**EXERCISE DIRECTIONS**
Output the stretch from the start of the items through the line containing "x=309 y=183" as a numbered list, leaving out any blank lines.

**Records of point placements**
▬▬▬▬▬▬▬▬▬▬
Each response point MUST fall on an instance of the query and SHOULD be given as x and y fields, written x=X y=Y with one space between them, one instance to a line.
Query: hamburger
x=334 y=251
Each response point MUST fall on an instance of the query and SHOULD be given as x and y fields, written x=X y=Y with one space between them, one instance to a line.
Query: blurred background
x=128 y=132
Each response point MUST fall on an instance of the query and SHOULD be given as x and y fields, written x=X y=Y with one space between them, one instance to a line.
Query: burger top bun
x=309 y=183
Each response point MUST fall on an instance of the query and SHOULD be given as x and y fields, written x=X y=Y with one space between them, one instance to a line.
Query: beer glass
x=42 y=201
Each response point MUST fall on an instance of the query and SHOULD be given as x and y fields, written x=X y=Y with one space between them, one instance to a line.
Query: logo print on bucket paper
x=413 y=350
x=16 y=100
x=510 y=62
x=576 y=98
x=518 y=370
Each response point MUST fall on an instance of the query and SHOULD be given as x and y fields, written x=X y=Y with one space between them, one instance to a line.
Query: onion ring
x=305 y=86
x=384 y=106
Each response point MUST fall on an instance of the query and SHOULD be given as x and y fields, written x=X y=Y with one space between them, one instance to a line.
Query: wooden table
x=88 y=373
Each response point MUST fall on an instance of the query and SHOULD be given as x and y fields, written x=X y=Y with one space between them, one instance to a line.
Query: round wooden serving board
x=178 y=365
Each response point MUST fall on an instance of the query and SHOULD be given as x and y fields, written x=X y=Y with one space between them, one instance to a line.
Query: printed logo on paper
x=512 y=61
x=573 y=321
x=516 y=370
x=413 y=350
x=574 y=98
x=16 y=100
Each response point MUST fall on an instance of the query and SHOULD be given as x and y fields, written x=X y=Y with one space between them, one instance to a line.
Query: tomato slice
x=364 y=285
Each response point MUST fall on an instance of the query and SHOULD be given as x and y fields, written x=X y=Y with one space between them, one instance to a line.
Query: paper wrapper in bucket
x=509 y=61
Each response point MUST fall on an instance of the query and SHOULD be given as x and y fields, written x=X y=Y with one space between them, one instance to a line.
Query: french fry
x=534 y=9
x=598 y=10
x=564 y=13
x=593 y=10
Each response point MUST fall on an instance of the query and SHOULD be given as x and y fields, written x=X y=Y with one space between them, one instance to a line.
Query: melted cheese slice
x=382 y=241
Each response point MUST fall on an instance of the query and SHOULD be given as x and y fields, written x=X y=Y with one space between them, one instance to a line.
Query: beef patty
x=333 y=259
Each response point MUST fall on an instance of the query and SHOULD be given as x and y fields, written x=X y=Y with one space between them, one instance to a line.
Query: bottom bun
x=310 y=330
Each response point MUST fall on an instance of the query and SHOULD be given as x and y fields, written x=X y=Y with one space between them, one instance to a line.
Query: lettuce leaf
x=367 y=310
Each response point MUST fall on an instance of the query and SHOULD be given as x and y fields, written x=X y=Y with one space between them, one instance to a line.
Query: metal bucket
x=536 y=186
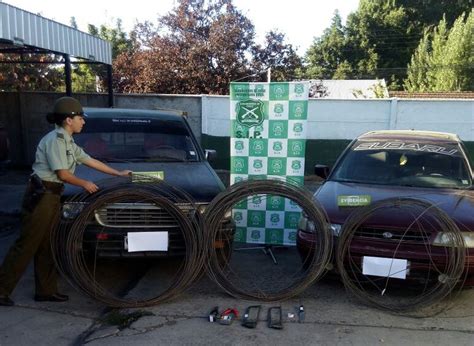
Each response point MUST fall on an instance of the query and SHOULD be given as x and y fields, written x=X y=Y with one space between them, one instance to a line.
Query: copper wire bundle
x=222 y=272
x=384 y=292
x=67 y=240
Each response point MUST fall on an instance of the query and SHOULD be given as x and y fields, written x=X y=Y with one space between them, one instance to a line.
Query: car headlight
x=335 y=229
x=448 y=239
x=306 y=225
x=72 y=209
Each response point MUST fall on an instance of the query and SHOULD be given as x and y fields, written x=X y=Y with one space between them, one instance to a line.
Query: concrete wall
x=346 y=119
x=24 y=115
x=331 y=123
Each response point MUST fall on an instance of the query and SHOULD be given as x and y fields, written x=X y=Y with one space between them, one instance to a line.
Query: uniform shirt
x=55 y=151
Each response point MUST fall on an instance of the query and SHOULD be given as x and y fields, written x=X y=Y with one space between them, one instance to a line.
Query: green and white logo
x=277 y=146
x=298 y=127
x=255 y=234
x=239 y=164
x=299 y=89
x=274 y=236
x=238 y=216
x=257 y=164
x=296 y=164
x=279 y=91
x=296 y=146
x=292 y=236
x=277 y=165
x=256 y=220
x=239 y=145
x=278 y=108
x=260 y=90
x=250 y=112
x=298 y=111
x=278 y=129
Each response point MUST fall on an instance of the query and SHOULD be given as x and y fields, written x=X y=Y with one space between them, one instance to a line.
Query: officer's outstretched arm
x=68 y=177
x=102 y=167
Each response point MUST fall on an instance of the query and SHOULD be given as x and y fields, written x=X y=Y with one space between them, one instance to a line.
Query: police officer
x=56 y=158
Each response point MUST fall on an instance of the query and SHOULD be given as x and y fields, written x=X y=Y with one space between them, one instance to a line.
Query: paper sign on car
x=140 y=177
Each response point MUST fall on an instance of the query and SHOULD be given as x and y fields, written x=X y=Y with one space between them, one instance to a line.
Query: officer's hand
x=125 y=173
x=90 y=187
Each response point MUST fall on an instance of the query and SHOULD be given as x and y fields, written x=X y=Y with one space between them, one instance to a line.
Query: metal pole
x=67 y=72
x=109 y=85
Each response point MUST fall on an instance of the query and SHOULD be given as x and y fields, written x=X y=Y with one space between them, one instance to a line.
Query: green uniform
x=40 y=212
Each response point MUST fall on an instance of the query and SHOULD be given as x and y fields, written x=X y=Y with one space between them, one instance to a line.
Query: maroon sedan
x=430 y=166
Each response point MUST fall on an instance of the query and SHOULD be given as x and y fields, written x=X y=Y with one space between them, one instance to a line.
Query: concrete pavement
x=332 y=315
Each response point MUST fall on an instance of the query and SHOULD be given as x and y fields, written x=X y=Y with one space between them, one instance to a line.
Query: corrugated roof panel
x=22 y=27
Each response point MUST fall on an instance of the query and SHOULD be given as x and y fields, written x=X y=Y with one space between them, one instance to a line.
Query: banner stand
x=267 y=250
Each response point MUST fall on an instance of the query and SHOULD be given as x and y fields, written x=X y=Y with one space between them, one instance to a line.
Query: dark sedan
x=155 y=142
x=378 y=165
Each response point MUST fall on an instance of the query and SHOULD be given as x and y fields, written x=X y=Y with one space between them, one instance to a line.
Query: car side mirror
x=211 y=154
x=321 y=171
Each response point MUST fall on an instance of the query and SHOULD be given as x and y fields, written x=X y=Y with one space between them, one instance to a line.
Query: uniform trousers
x=39 y=215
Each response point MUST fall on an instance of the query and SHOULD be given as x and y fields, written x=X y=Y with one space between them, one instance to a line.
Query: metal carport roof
x=24 y=32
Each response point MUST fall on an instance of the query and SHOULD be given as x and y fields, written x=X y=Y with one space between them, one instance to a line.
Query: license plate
x=385 y=267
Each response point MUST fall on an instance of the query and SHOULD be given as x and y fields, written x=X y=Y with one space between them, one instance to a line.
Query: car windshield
x=138 y=146
x=404 y=164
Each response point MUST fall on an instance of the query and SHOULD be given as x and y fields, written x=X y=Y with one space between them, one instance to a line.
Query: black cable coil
x=76 y=267
x=435 y=282
x=228 y=278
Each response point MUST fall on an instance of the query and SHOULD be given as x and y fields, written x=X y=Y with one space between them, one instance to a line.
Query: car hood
x=197 y=179
x=458 y=204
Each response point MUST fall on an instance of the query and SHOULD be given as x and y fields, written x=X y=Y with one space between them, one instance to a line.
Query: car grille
x=142 y=215
x=415 y=236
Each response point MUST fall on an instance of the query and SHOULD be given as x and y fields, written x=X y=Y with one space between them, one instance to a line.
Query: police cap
x=65 y=107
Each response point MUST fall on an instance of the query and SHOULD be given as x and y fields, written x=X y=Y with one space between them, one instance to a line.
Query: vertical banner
x=268 y=139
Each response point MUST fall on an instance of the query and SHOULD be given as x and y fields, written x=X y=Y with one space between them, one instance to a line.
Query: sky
x=300 y=20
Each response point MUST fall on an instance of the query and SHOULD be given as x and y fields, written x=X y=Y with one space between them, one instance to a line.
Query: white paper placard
x=385 y=267
x=147 y=241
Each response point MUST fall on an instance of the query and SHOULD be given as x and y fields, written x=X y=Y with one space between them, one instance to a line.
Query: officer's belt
x=56 y=188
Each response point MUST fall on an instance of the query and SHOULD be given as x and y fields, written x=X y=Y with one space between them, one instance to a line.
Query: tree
x=277 y=55
x=88 y=78
x=199 y=47
x=379 y=39
x=327 y=52
x=22 y=76
x=443 y=61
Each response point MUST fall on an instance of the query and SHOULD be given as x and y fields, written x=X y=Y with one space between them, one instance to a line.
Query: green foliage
x=443 y=60
x=327 y=53
x=30 y=77
x=277 y=55
x=378 y=40
x=93 y=78
x=200 y=47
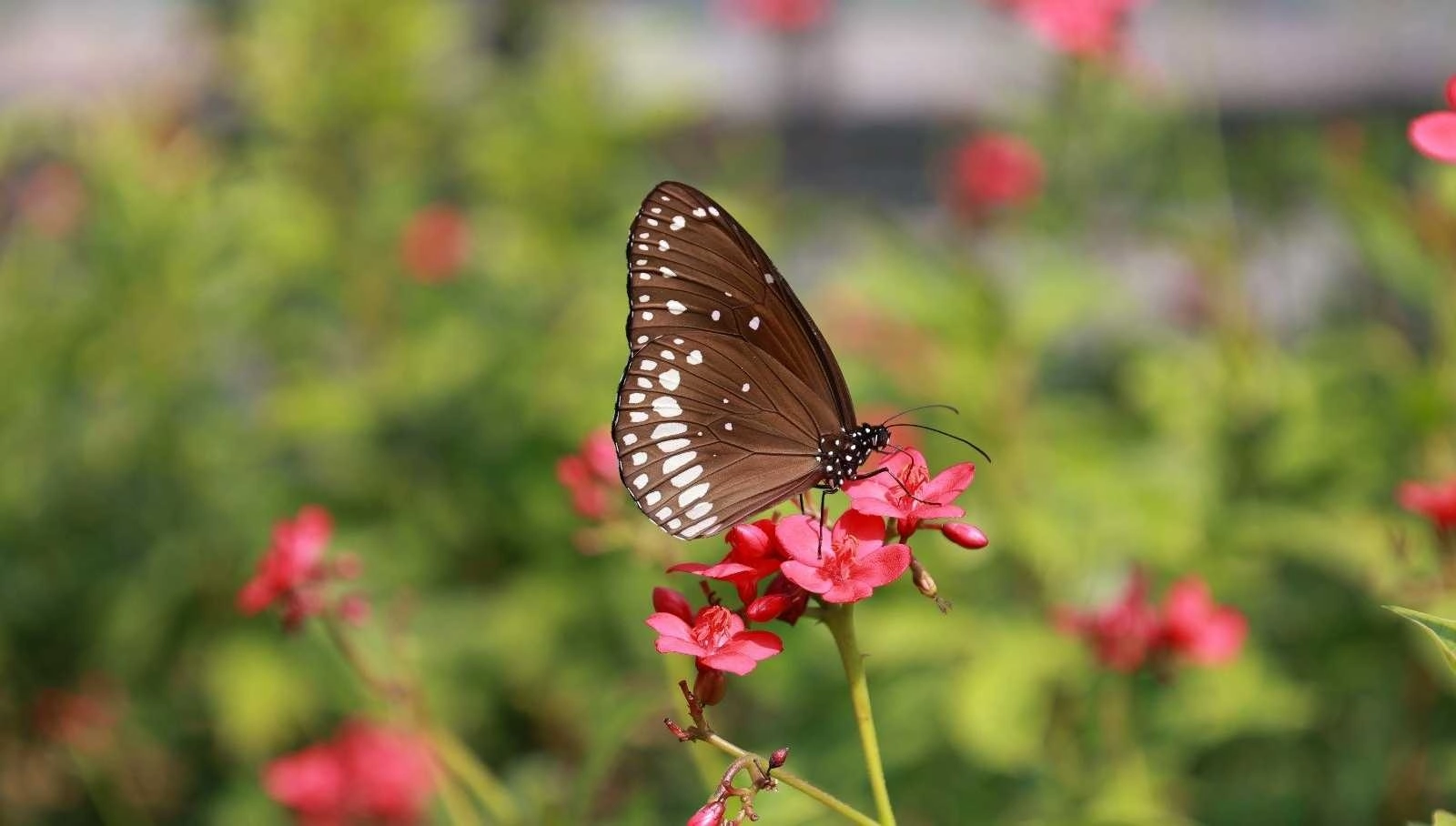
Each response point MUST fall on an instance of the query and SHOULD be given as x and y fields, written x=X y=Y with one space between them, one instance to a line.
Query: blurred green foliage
x=226 y=333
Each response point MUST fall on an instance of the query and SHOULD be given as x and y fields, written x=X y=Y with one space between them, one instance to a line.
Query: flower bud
x=710 y=815
x=965 y=536
x=710 y=687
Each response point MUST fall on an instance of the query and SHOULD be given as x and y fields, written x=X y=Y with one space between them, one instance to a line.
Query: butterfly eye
x=732 y=400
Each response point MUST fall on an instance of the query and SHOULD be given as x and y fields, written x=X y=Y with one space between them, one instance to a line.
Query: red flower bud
x=710 y=687
x=965 y=536
x=710 y=815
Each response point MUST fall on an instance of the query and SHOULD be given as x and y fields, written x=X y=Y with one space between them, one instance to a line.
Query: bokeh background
x=368 y=255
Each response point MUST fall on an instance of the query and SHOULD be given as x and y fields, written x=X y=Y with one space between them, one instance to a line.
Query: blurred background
x=1176 y=264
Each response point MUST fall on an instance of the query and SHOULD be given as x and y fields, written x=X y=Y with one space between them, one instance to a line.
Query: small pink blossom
x=1436 y=502
x=995 y=170
x=717 y=637
x=291 y=569
x=1434 y=133
x=1198 y=630
x=368 y=774
x=906 y=490
x=842 y=565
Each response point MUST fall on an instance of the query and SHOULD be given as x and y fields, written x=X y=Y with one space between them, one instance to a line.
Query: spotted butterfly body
x=732 y=400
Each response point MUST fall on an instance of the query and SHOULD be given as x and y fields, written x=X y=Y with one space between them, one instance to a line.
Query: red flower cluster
x=295 y=573
x=995 y=170
x=1434 y=133
x=1081 y=28
x=1436 y=502
x=436 y=243
x=592 y=476
x=1133 y=631
x=775 y=566
x=366 y=774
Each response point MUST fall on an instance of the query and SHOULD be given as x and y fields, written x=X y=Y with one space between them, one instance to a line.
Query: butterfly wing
x=730 y=384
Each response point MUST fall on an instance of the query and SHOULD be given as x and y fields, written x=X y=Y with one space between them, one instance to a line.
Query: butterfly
x=732 y=400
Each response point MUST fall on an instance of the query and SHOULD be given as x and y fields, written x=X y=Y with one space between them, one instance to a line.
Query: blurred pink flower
x=996 y=170
x=842 y=565
x=1132 y=630
x=1198 y=630
x=778 y=15
x=291 y=565
x=368 y=774
x=1436 y=502
x=436 y=243
x=1084 y=28
x=717 y=637
x=1434 y=133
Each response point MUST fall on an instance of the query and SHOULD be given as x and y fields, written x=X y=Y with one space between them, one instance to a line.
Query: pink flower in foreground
x=996 y=170
x=717 y=637
x=434 y=243
x=846 y=563
x=295 y=561
x=1198 y=630
x=368 y=774
x=1436 y=502
x=1082 y=28
x=592 y=476
x=1434 y=133
x=907 y=492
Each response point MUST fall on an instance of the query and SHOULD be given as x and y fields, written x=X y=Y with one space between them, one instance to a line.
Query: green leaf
x=1441 y=630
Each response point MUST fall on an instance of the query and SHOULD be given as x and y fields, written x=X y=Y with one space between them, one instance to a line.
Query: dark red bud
x=710 y=687
x=710 y=815
x=965 y=536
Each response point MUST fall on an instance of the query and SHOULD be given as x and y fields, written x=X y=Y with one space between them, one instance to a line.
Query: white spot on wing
x=686 y=478
x=692 y=493
x=674 y=463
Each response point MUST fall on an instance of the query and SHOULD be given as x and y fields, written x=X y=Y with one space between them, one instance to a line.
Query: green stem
x=841 y=620
x=797 y=782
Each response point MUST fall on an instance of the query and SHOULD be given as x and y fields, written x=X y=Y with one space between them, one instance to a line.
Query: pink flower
x=778 y=15
x=291 y=568
x=996 y=170
x=907 y=493
x=1084 y=28
x=717 y=637
x=592 y=476
x=1436 y=502
x=368 y=774
x=434 y=243
x=1434 y=133
x=1198 y=630
x=844 y=565
x=753 y=554
x=1121 y=634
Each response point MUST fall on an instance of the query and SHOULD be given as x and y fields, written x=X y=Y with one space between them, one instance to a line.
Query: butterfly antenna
x=921 y=408
x=970 y=444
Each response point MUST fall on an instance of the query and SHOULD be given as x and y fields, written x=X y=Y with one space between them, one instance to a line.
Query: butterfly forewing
x=730 y=384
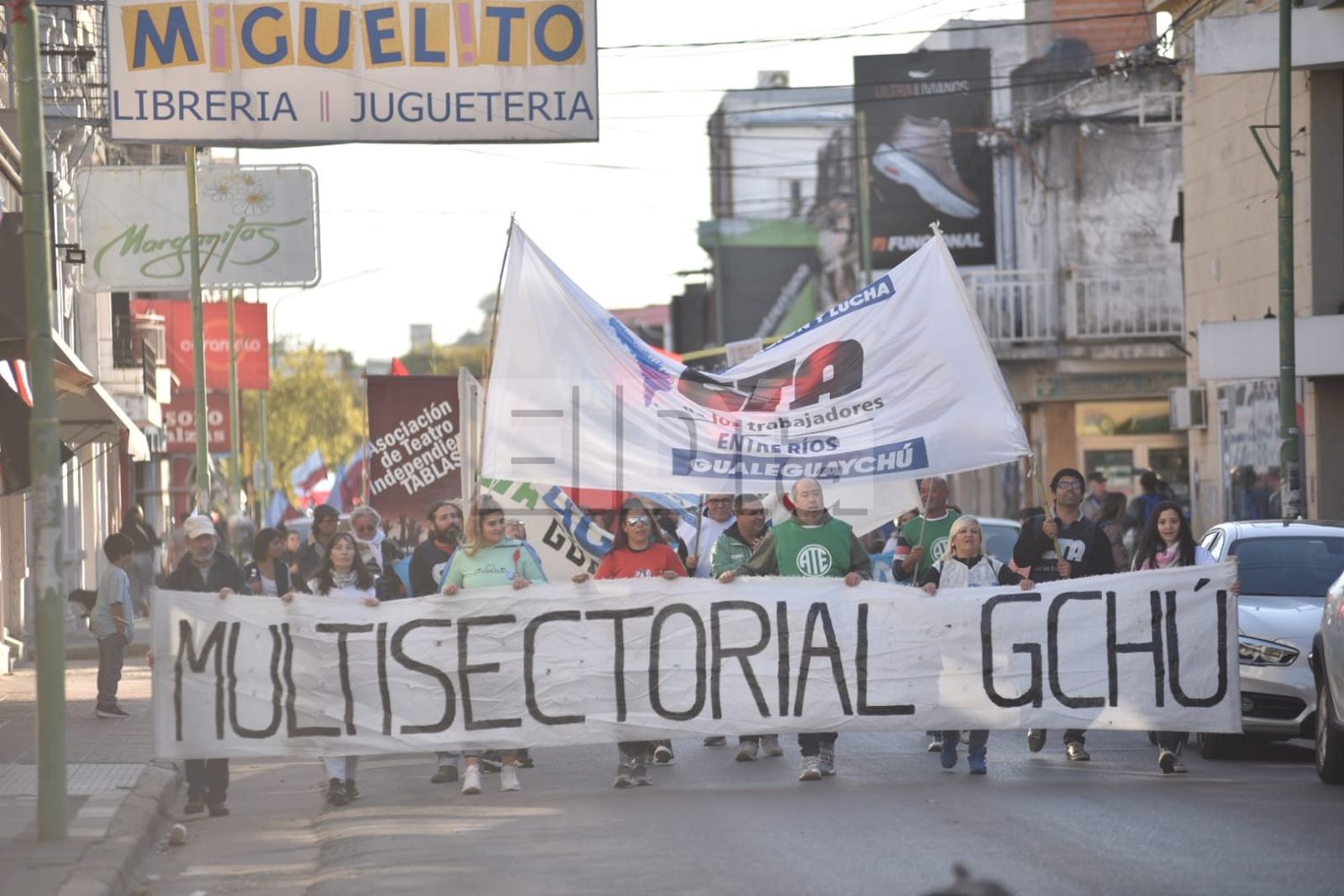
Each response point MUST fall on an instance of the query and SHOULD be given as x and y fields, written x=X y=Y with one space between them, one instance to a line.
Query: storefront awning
x=85 y=410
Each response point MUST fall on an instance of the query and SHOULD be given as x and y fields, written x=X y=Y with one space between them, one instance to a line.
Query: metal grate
x=85 y=780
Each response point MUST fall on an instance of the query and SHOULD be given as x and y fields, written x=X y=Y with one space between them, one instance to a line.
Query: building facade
x=1228 y=56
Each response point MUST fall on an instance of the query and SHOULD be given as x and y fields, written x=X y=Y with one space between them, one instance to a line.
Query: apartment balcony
x=1039 y=314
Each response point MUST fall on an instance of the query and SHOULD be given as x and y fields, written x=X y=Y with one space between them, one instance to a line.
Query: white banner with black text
x=632 y=659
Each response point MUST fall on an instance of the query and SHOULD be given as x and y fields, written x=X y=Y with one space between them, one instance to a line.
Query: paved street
x=892 y=821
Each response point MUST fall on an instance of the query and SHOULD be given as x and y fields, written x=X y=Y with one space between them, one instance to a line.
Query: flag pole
x=1045 y=497
x=489 y=359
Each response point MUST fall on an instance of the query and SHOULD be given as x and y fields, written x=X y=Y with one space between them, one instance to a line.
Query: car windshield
x=1290 y=565
x=999 y=538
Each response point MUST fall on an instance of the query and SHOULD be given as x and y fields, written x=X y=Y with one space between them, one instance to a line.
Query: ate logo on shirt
x=814 y=560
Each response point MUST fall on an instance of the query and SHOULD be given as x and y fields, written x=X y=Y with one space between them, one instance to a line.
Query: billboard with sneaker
x=924 y=116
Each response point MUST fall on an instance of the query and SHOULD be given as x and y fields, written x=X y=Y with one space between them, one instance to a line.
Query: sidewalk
x=113 y=793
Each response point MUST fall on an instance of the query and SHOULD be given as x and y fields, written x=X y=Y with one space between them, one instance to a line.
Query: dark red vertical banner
x=413 y=435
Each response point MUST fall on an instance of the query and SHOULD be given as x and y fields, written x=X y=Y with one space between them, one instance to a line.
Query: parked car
x=1285 y=570
x=1328 y=667
x=1000 y=536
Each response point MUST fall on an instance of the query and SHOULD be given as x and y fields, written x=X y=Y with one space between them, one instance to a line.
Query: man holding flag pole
x=1064 y=546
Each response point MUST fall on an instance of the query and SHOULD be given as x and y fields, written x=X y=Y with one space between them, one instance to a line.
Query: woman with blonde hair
x=491 y=559
x=967 y=565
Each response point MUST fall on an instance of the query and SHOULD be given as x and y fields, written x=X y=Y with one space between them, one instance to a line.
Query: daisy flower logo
x=252 y=198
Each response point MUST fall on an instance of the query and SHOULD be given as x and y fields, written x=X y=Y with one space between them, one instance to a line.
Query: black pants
x=811 y=743
x=110 y=657
x=207 y=780
x=1174 y=740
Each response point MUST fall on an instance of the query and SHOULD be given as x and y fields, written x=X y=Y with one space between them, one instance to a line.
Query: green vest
x=932 y=535
x=814 y=551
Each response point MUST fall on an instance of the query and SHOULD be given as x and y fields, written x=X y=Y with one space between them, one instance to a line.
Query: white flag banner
x=640 y=659
x=895 y=383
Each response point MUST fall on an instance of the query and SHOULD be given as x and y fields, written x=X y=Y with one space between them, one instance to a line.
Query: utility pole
x=860 y=163
x=1288 y=450
x=43 y=427
x=198 y=339
x=236 y=468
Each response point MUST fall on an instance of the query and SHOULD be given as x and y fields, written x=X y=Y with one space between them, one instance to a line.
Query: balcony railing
x=1015 y=306
x=1117 y=304
x=1018 y=306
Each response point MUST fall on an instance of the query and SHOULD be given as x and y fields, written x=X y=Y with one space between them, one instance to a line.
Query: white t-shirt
x=352 y=592
x=710 y=532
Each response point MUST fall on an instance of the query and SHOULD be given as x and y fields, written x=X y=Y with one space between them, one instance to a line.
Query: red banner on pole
x=413 y=432
x=249 y=336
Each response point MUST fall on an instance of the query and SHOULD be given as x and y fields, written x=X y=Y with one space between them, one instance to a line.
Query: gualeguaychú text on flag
x=894 y=384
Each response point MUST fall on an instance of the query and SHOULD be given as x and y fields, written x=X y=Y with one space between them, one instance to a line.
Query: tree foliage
x=314 y=402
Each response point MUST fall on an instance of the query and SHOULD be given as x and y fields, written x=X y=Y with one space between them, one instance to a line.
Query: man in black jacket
x=1086 y=551
x=325 y=521
x=209 y=570
x=430 y=557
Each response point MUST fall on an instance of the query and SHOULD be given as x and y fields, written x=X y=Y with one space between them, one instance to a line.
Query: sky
x=416 y=234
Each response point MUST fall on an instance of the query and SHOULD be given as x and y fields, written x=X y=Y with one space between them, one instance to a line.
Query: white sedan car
x=1285 y=570
x=1328 y=664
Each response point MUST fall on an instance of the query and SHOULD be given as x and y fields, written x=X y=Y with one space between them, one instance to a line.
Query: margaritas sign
x=258 y=228
x=237 y=73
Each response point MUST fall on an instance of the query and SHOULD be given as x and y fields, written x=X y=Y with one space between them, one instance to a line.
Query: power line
x=986 y=26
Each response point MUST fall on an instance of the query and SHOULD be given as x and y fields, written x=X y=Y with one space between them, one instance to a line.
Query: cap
x=198 y=525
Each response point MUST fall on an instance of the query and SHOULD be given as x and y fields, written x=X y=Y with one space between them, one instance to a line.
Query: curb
x=107 y=866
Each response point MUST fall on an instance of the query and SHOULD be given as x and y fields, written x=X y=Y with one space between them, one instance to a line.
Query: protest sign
x=892 y=384
x=413 y=444
x=637 y=659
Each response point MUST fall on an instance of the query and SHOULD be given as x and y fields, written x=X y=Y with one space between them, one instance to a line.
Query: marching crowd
x=937 y=546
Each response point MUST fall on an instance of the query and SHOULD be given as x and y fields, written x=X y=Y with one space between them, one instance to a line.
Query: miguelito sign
x=258 y=228
x=233 y=73
x=639 y=659
x=925 y=112
x=895 y=383
x=413 y=444
x=249 y=341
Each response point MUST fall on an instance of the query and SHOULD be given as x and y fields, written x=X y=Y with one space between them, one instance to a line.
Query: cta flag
x=308 y=474
x=280 y=509
x=892 y=384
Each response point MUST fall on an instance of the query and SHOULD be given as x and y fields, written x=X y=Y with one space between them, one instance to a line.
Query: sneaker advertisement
x=924 y=117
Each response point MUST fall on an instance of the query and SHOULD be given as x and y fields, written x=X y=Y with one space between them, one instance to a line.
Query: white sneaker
x=827 y=761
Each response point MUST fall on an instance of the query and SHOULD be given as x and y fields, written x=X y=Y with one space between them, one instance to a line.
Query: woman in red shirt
▬▬▬▬▬▬▬▬▬▬
**EXERCISE RESULT**
1. Each response point MUST fall on an instance of the query and SHOULD be given as x and y fields, written x=X y=Y with one space between them, one instance to a line.
2. Query: hamburger
3. x=334 y=251
4. Each response point MUST fall on an instance of the query and SHOULD be given as x and y fields, written x=X y=Y with one space between them, one instance to a line.
5. Query: blurred background
6. x=128 y=132
7. Each response point MUST fall on an instance of the query and SHOULD be given as x and y fields, written x=X y=Y with one space between them, one instance to a line.
8. Query: burger top bun
9. x=309 y=183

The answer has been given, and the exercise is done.